> Directions for this task
Set down, without any change, the stretch of lines from the very first one through the line that contains "[558,375,600,400]".

> Supplied records
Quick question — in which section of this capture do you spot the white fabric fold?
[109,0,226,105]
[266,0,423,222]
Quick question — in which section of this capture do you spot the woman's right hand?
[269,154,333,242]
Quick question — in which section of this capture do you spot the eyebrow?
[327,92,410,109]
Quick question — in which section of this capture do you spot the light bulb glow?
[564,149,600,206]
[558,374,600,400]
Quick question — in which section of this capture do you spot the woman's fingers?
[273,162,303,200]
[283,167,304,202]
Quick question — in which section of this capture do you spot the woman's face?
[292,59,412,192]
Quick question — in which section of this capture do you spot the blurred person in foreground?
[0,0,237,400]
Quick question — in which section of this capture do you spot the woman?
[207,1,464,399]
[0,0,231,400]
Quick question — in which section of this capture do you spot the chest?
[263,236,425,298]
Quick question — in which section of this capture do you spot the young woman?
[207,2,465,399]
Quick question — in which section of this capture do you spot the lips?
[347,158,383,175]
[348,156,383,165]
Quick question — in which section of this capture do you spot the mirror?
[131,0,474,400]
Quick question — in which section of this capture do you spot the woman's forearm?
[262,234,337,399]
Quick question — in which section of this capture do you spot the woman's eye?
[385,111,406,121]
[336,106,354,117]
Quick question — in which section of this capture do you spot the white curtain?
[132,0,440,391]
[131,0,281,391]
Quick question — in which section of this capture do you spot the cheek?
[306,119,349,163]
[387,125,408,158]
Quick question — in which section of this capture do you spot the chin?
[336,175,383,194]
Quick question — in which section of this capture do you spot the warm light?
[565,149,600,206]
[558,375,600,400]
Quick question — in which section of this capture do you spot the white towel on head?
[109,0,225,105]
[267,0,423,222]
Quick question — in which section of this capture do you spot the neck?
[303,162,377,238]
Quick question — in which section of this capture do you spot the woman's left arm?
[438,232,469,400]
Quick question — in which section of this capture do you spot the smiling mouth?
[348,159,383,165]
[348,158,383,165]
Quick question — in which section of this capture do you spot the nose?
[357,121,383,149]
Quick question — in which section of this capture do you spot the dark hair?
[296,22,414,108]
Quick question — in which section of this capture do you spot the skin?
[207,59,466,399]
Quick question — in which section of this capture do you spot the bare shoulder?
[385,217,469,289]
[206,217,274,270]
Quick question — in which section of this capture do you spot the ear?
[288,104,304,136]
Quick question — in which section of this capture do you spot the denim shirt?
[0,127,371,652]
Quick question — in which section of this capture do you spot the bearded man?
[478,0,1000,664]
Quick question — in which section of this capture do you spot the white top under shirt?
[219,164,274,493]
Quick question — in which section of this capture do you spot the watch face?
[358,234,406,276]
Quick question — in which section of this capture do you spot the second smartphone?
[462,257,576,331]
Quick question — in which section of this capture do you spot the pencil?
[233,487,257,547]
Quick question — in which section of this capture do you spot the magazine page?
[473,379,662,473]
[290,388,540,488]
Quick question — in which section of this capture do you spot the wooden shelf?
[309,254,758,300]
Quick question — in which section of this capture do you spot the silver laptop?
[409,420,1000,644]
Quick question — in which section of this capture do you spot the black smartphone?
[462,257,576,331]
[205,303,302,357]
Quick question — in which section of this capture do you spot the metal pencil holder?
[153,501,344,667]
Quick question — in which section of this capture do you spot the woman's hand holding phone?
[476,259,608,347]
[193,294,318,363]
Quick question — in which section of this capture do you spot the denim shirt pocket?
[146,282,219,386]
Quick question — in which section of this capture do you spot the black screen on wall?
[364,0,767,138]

> Exercise solution
Quick question — in which section of this capture do you spot the white fabric fold?
[109,0,226,105]
[266,0,423,222]
Quick question — in which section of this capture do you spot the woman's right hand?
[269,154,333,242]
Quick question — in which section of this capture do you spot the eyebrow?
[327,92,410,109]
Quick question — in which section of this capture do you spot the light bulb glow?
[564,149,600,206]
[558,374,600,400]
Quick question — in which section of this capture do you spot the woman's fingers?
[273,162,303,200]
[283,167,304,202]
Quick question — in which section of this capture do you spot the woman's face?
[292,59,412,192]
Quick question — in which section of this capture do you spot the blurred person in foreground?
[0,0,237,400]
Quick question — in which section of this capture do you spot the woman?
[207,1,464,399]
[0,0,231,400]
Quick question — in which section of this capture do you spot the chest?
[263,236,425,298]
Quick question — in which section of this capture do you spot the young woman?
[207,2,465,399]
Quick question — in which section of this capture do you spot the lips?
[347,158,383,175]
[348,156,383,165]
Quick question — in which section of this capture do you spot the mirror?
[131,0,474,400]
Quick question — in which section of this capture do you spot the woman's forearm?
[262,234,337,399]
Quick question — in which section of this capture do you spot the woman's eye?
[385,111,406,121]
[336,106,354,117]
Quick question — in which section of this capture do you spot the white curtain?
[132,0,440,391]
[131,0,281,391]
Quick question — in which section of this capture do you spot the cheek?
[306,119,349,163]
[387,125,408,158]
Quick question — in which section of this capture do you spot the chin?
[336,175,383,194]
Quick question — in which section of this capture do you spot the warm light?
[565,149,600,206]
[558,375,600,400]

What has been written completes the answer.